In basic form this seems fine, but I find the nr_paritions variable usage very
counter intuitive.  It's just how many we configured not how many there
are, potentially with 0 size (so not a partition).  I'd be happier if we
can avoid that by just prefilling the lot with zero size and filling in
the ones we want.  So zero size means doesn't exist and use an iterator where
appropriate to skip the zero size ones.

Without that tidied up, to me this is more confusing than the previous code.

* **Set problem 1**
Reproduce the code review comment on partition counting word for word, from "In basic form" to "zero size ones.".
* **Set problem 2**
Write the next part of the code review comment on partition counting, picking up after its last sentence.

* **Dataset items**
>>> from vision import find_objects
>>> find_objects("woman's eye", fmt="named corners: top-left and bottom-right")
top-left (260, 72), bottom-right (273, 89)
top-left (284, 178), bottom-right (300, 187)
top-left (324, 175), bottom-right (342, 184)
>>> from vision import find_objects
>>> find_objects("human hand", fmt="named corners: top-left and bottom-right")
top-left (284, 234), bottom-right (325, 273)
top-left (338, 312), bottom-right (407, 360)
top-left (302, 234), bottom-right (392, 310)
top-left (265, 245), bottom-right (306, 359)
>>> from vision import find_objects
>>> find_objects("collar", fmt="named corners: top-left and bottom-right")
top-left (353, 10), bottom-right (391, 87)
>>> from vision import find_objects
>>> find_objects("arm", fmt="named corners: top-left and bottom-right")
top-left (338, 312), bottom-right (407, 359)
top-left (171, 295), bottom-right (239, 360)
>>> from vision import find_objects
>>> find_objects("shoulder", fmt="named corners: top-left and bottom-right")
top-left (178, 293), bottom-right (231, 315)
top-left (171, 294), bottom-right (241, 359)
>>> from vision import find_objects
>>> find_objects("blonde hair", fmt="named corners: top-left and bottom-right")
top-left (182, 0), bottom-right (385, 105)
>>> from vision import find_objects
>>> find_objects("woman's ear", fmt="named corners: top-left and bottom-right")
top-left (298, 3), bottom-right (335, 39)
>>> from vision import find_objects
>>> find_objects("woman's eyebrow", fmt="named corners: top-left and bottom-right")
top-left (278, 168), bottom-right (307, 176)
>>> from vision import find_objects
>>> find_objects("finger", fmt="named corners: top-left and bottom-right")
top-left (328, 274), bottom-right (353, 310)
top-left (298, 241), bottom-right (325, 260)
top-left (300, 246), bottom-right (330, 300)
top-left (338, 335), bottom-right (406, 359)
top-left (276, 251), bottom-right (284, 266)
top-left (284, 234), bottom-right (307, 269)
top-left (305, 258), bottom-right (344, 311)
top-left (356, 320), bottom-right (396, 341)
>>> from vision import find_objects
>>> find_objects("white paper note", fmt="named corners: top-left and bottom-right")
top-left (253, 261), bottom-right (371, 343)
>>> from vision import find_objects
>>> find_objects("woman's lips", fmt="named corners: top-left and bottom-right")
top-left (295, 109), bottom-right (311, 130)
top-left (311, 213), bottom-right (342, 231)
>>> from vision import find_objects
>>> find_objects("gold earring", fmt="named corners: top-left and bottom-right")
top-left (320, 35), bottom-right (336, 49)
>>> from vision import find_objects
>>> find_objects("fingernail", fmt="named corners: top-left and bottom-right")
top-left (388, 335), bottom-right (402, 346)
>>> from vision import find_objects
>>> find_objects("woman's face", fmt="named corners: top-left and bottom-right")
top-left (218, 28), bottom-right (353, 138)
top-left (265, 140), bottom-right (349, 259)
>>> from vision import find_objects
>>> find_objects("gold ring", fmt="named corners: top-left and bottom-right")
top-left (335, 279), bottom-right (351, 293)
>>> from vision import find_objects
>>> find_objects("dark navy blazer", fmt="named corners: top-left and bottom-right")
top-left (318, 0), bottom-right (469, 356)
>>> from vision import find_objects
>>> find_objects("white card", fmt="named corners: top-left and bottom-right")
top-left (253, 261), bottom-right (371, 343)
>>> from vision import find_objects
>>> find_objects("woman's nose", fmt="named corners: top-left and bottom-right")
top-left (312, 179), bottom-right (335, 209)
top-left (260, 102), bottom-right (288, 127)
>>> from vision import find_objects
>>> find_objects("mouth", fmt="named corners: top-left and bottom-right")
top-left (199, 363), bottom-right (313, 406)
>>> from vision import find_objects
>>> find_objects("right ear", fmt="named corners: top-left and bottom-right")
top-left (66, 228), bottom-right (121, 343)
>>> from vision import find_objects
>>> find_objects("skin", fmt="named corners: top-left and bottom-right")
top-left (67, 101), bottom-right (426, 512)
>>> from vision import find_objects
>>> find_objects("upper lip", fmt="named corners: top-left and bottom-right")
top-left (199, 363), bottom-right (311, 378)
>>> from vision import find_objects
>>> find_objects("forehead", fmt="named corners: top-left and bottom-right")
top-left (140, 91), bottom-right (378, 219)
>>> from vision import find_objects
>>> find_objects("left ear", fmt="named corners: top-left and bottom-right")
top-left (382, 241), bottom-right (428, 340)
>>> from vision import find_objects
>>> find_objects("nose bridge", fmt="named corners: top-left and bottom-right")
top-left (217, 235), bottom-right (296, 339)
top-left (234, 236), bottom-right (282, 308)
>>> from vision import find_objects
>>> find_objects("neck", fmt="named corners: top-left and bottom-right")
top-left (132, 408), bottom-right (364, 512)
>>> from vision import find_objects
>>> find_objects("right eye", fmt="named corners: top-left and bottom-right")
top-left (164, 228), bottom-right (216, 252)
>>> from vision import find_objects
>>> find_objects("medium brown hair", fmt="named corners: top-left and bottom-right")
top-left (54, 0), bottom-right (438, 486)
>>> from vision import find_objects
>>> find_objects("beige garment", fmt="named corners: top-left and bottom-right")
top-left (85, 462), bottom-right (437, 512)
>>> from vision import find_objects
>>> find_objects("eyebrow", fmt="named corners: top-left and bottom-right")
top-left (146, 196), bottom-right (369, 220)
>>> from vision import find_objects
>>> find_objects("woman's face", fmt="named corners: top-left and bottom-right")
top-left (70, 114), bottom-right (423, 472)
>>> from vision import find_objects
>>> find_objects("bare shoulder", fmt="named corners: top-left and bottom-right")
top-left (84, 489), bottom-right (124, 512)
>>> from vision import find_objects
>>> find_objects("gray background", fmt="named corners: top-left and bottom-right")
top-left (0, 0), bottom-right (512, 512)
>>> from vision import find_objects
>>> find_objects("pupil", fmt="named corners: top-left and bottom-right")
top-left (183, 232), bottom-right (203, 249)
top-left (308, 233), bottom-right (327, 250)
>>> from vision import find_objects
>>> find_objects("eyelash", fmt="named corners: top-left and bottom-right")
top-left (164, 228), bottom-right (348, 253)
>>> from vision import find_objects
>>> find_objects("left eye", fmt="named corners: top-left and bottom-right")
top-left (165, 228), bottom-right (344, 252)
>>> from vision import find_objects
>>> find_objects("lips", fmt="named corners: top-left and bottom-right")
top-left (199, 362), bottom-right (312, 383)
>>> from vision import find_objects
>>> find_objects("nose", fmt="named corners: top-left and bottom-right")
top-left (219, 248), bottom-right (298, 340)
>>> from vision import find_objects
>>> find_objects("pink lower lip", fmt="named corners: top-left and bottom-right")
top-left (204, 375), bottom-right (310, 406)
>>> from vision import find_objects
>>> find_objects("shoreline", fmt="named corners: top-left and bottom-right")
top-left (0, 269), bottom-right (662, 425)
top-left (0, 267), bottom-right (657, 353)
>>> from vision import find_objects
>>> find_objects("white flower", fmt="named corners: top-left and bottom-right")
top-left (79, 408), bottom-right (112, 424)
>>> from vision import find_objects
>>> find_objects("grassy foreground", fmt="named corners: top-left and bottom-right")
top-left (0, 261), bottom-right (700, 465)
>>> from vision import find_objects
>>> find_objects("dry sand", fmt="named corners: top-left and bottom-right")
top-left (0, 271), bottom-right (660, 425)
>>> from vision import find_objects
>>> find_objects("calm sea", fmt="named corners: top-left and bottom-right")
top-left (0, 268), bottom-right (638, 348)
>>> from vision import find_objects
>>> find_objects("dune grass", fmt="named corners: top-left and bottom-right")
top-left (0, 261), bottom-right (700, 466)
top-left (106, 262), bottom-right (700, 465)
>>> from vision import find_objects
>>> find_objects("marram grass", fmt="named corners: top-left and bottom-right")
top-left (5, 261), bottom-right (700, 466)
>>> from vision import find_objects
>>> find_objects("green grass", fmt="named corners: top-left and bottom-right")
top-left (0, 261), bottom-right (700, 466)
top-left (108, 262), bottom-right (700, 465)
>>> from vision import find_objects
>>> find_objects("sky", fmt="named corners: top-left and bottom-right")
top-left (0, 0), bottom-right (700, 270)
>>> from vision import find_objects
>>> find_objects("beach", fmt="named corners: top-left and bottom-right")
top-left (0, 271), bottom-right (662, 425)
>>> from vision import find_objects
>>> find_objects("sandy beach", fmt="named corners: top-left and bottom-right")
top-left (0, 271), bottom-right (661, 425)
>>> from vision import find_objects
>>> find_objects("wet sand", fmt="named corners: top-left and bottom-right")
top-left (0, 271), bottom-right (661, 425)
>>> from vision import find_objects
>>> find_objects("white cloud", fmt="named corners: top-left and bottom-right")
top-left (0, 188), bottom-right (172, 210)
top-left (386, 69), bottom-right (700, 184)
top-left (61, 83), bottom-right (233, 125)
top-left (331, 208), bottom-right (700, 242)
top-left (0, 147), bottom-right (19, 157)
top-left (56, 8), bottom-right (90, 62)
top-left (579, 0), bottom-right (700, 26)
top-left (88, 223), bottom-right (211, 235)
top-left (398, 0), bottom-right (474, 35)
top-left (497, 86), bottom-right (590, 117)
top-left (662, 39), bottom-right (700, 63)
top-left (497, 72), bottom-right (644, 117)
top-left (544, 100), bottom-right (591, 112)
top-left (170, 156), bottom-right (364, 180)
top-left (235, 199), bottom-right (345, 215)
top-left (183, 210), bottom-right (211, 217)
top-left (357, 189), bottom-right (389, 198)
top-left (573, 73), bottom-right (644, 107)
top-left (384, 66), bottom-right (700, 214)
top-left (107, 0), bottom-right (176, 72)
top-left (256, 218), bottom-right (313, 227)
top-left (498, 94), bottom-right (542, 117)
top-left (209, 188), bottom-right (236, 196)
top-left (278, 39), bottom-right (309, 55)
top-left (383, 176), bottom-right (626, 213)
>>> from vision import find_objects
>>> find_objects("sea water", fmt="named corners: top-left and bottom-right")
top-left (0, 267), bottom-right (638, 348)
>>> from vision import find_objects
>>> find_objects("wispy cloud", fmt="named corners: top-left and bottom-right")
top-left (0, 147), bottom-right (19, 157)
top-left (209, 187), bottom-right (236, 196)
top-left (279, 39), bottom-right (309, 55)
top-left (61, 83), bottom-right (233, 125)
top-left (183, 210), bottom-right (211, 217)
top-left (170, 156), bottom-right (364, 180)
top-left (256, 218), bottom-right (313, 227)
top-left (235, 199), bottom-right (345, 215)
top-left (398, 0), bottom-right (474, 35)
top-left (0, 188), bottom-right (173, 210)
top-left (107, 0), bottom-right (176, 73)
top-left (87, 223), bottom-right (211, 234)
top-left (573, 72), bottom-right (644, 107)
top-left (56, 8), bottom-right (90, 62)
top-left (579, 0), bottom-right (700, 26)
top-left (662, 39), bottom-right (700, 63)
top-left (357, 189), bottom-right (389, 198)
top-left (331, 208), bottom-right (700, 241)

* **Result 1**
In basic form this seems fine, but I find the nr_paritions variable usage very
counter intuitive.  It's just how many we configured not how many there
are, potentially with 0 size (so not a partition).  I'd be happier if we
can avoid that by just prefilling the lot with zero size and filling in
the ones we want.  So zero size means doesn't exist and use an iterator where
appropriate to skip the zero size ones.

* **Result 2**
Jonathan

> ---
>  drivers/cxl/core/cdat.c      |   15 ++-----
>  drivers/cxl/core/hdm.c       |   69 ++++++++++++++++++++++++++++++++++
>  drivers/cxl/core/mbox.c      |   86 ++++++++++++++++++------------------------
>  drivers/cxl/cxlmem.h         |   79 +++++++++++++++++++++++++--------------
>  drivers/cxl/pci.c            |    7 +++
>  tools/testing/cxl/test/cxl.c |   15 ++-----
>  tools/testing/cxl/test/mem.c |    7 +++
>  7 files changed, 176 insertions(+), 102 deletions(-)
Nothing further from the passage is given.